Please write out every line of the material, leaving out any picture.

● Data section:

-- -- --

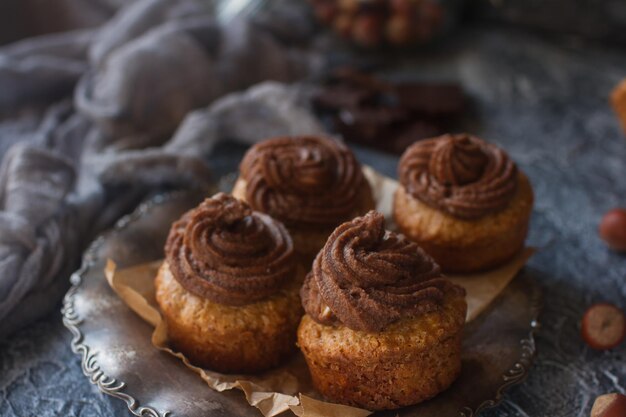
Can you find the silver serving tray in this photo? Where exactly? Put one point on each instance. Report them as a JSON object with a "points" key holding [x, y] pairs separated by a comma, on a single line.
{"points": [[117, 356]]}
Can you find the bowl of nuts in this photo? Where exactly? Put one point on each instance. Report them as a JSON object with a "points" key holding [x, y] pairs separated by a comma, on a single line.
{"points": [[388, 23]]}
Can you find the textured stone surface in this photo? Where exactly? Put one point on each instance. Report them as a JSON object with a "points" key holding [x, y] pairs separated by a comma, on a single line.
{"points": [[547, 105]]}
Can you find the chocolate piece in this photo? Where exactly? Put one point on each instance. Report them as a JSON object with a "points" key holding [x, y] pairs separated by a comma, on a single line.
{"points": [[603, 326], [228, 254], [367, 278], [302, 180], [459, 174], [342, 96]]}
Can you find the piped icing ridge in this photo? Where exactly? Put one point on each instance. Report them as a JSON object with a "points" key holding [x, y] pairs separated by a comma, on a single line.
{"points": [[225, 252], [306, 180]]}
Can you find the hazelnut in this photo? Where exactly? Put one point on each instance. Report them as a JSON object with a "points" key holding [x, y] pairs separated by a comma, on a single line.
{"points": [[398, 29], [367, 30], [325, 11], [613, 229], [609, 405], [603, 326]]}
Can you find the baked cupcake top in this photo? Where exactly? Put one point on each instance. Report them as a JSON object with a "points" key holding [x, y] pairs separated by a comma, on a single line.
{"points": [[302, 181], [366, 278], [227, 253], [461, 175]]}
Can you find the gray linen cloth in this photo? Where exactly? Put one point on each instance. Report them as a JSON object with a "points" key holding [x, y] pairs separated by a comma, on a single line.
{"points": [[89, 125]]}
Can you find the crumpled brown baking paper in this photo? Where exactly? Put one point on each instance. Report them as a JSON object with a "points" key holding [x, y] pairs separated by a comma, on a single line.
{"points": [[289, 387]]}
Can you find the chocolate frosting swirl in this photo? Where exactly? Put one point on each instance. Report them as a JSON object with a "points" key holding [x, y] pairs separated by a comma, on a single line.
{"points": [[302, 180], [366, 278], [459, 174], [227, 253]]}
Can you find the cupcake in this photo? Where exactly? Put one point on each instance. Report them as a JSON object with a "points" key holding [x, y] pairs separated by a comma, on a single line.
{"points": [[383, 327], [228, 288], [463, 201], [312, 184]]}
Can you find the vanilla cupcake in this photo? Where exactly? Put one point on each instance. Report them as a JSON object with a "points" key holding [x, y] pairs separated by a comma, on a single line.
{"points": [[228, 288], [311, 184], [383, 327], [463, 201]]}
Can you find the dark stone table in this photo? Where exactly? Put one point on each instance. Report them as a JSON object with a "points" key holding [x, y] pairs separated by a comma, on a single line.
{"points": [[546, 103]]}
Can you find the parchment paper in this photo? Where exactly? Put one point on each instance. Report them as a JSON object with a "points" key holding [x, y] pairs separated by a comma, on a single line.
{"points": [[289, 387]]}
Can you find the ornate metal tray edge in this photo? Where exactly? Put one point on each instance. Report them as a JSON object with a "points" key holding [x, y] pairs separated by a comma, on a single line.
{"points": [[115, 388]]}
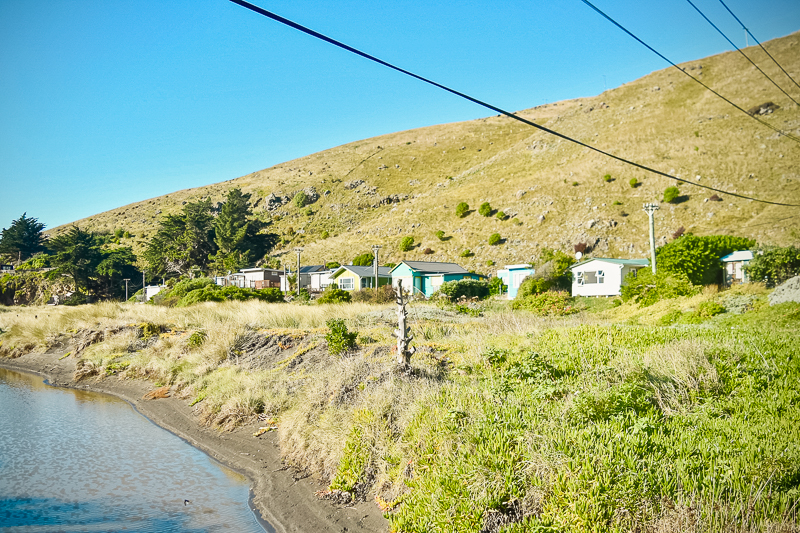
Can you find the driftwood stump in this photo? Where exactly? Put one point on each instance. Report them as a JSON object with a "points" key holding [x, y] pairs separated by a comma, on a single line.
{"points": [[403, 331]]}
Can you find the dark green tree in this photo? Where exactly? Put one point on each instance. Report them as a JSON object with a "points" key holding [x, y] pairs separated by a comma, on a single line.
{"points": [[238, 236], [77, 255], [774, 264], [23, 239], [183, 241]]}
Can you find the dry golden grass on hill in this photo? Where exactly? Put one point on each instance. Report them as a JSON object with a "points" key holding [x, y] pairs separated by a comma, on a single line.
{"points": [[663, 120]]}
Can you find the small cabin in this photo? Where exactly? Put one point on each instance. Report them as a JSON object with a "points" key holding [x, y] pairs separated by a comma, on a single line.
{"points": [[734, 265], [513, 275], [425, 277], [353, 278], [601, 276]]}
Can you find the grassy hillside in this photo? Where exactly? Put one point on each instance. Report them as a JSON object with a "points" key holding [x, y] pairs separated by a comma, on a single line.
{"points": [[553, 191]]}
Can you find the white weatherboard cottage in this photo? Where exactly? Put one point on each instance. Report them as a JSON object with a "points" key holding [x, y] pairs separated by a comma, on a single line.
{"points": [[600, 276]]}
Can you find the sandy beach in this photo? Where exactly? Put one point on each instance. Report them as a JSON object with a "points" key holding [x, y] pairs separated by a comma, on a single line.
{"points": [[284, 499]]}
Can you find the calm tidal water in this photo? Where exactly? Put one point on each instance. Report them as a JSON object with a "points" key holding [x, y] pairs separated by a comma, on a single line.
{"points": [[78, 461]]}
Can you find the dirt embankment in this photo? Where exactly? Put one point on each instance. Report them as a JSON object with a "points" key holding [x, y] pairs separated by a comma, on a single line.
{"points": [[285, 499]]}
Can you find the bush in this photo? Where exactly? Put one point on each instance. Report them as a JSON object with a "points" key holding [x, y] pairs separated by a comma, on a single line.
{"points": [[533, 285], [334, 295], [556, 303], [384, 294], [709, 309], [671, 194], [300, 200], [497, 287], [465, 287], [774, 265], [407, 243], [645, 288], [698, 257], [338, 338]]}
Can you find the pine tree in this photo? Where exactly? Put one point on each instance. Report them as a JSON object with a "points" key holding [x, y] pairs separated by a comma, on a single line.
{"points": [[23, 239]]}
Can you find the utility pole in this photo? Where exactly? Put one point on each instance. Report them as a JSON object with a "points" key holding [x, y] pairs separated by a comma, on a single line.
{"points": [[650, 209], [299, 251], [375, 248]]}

-- -- --

● Result below:
Can you find the silver serving tray in this photo? Where exactly? Put one point on each instance. Report them as a JSON object with a "points" key holding [x, y] pairs separated by a comma, on a single line.
{"points": [[117, 356]]}
Can you find the bowl of nuts in this photo? Where exactly? Put one point on each instance. Report them as a JSON object with a "points" key holding [x, y] pairs separated by a comma, on a single line.
{"points": [[388, 23]]}
Can you find the textured stone surface in this photo? Where exactly? Put one point on each instance. Report them as a JSON object with a "points" key holding [x, y] pairs separated by a comma, on a single line.
{"points": [[547, 105]]}
Can you find the chocolate piece in this photo? Where exactly? Put one point on each instance. Report them as a JSON object with a "points" key holding [x, y] pairs separated by a comma, on a single line.
{"points": [[603, 326], [228, 254], [367, 278], [302, 180], [459, 174], [342, 96]]}
Can you find the piped icing ridge in this photo? Where exactly? Put one point on each instance. Report them as a JSON object with a "points" key holding [x, y] pairs separated by a comma, on a single line.
{"points": [[225, 252], [306, 180]]}
Can you find the hazelnut in this photo? Where exactly? Put one point on each instance. Report them as a JSON object with a "points" key holding [x, y] pairs separated by a comma, on a single line.
{"points": [[398, 29], [367, 30], [325, 11], [613, 229], [609, 405], [603, 326]]}
Can you find the baked cupcake top in this photo? Where exactly? Put one point on each instance. Report them as a JSON object with a "points" key holding [x, y] pairs separated by a comma, on a single line.
{"points": [[302, 181], [366, 278], [227, 253], [461, 175]]}
Can you find the gray linen cloth in this photo? Where exactly? Put one point on each instance. Report them as a JSON object with a "points" key holding [x, y] pairs separated by a comma, on a single line.
{"points": [[89, 125]]}
Can you find the crumpled brown baking paper in this photo? Where exactly? Put one point on each instance. Report them as a JSON object with a "points" key holding [x, y] pairs separated by a comma, on a single line.
{"points": [[289, 387]]}
Can you find the chocolate frosting swirl in this photo? Where exactly? Put one point on each instance. Report them as a JSON object with a "points" key holding [x, y] pairs separated by a comma, on a single line.
{"points": [[302, 180], [366, 278], [459, 174], [227, 253]]}
Can you find the cupcake in this photo? Where exactly? Put one point on each instance. Report them as a JSON object with a "points" key holding [x, y] pairs separated by a comma, on a single line.
{"points": [[383, 327], [228, 288], [463, 201], [312, 184]]}
Can you find the vanilla cupcake in this photo? Where exactly? Put one point on each instance. Report them as a JSON object with a "points" key holding [x, y] pairs separated by a comma, on a single line.
{"points": [[228, 288], [311, 184], [383, 327], [463, 201]]}
Can you find the dark stone table in this photo? Where exactly? Put one point on each instance. Report them as a JSON object with a "points" key holding [x, y] pairs separated by a comma, on a single line.
{"points": [[546, 103]]}
Can you find the parchment paper in this photo? Where exactly? Put one point on each instance. Report them as a JSON object with a "points" key holding [x, y] pairs separated by a comma, on a single line.
{"points": [[289, 387]]}
Can you find the ornate metal tray edge in this photo? Where exactly? Put one point on each instance. Report them as a JSON object with a "points" key holding [x, y] pairs separated by a comma, on a single line.
{"points": [[115, 388]]}
Can you find the driftwood stump in this photo? Where exactly? Put one point on each instance. Report them as a JSON object with a "points" key holding [x, y] pairs separated by a comma, on a single line.
{"points": [[403, 331]]}
Can you find the dark green tree in this photo? Where exactly? Put one point on each instance. Report them as a JSON object with a "points" key holding [x, y] pairs separated by a comma, on a single line.
{"points": [[238, 236], [77, 255], [774, 264], [23, 239], [183, 241]]}
Can you find the dry golden grass on hill in this photo? Where exactly? Put one point on each instance. Report them as a JSON object with a "points" key holding [x, y] pairs separated by a comma, on a single line.
{"points": [[663, 120]]}
Can you find the small cabin in this photo? Where exactly? Put one point on each instance. Report them as a JSON object with a "points" key holding [x, y] pairs separated by a comma, on a single line.
{"points": [[734, 265], [513, 275], [425, 277], [353, 278], [601, 276]]}
Can you find the grassy hillside in this photo? Where exactly? Put one point on each instance. Report them as a JSON object with a "points" key holding [x, y] pairs separated by a comma, on a single line.
{"points": [[553, 191]]}
Can you find the white weatherboard cottage in this photo? Where exactly? Put one point on each instance. Report them as a JSON object with a "points" key holding [x, y] pairs separated by a comma, on a single line.
{"points": [[600, 276]]}
Can you find the sandy beach in this photo? Where exactly? Put one point on each instance. Report them as a JSON object with a "points" key holding [x, y] pairs separated by a comma, on a single line.
{"points": [[284, 499]]}
Can you find the calm tidal water in this photo? Where exactly? Put one point on each instance. Report them as a JSON object with a "points" key holding [x, y] pairs separated by a comma, on a single line.
{"points": [[78, 461]]}
Can you find the dirt embankment in this photo? Where exactly? Put one point on each instance. Report them as a JSON object with a "points" key holding [x, y] pairs separated by a comma, on a single line.
{"points": [[285, 499]]}
Can you find the bush in this photo? Where exactly? Put one point on each instance. Report them as a JSON object with a "points" key holding [x, y] pairs separated by a comma, on a single line.
{"points": [[533, 285], [334, 295], [556, 303], [384, 294], [709, 309], [671, 194], [300, 200], [497, 287], [465, 287], [774, 265], [407, 243], [645, 288], [698, 257], [338, 338]]}
Can you find the pine tree in this photo? Where exactly? Put one point on each instance. Report them as a JSON object with a "points" key holding [x, y] pairs separated by a comma, on a single line.
{"points": [[23, 239]]}
Can you find the utility pole in this photo? Where exactly? Put one point on each instance. Report them as a JSON object with a "points" key holding [x, y] pairs separated by a comma, on a single line.
{"points": [[650, 209], [299, 251], [375, 248]]}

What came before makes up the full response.